Consignes à traiter =
1. Recopiez fidèlement le passage de l'extrait sur Carthage, en commençant à « Mais l’on sait » et en terminant à « l'autorité de Tyr. ».
2. D'après l'extrait sur Carthage, de quoi la cité était-elle constituée ? Donnez-en la liste complète.

Carthage se situe à l’emplacement de l’actuelle banlieue nord de Tunis, à la jonction des deux bassins de la Méditerranée. (Comme on l’a vu sur la carte image N°1) Ce site offre une position stratégique.
Aujourd'hui, notre connaissance du plan de Carthage reste limitée, malgré les campagnes internationales de fouilles archéologiques menées dans les années 70 et 80.
Mais l’on sait que la cité était constituée d’un noyau urbain, de plusieurs ports, de nécropoles et de surfaces agricoles protégées par une enceinte longue d’environ 33 km. A ses débuts, Carthage n'est qu'une petite cité-état de l'empire phénicien [6]. C'est un petit comptoir commercial, parmi les 300 disséminés sur les rives de la Méditerranée. Et il est soumis à l'autorité de Tyr.
Mais très vite, Carthage prend une place particulière dans le réseau commercial phénicien. Elle noue de solides partenariats avec d’autres cités, en Grèce, en Egypte et surtout en Étrurie [7] - le territoire des Etrusques - sur la côte ouest de la péninsule italienne.
Avec le temps, l’influence de Tyr finit par s’affaiblir. A partir du VIe siècle avant Jésus-Christ, les comptoirs phéniciens basculent alors sous le contrôle de Carthage. Et la cité se retrouve à la tête d’un vaste réseau économique incluant les importants comptoirs de la péninsule ibérique, de Sardaigne, des îles Baléares, du chapelet d’îles formant l’actuelle Malte et de la côte nord-africaine.
Sous sa tutelle, les comptoirs gardent une certaine autonomie commerciale mais ils sont incités à se spécialiser. Par exemple, ceux de la péninsule ibérique exportent principalement de l’étain, alors que ceux de la Sardaigne sont spécialisés dans le plomb.

Section des données =
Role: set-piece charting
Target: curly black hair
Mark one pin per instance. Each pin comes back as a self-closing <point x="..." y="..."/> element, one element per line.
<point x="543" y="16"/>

Corrigé =
1.
Mais l’on sait que la cité était constituée d’un noyau urbain, de plusieurs ports, de nécropoles et de surfaces agricoles protégées par une enceinte longue d’environ 33 km. A ses débuts, Carthage n'est qu'une petite cité-état de l'empire phénicien [6]. C'est un petit comptoir commercial, parmi les 300 disséminés sur les rives de la Méditerranée. Et il est soumis à l'autorité de Tyr.

2.
- un noyau urbain
- plusieurs ports
- des nécropoles
- des surfaces agricoles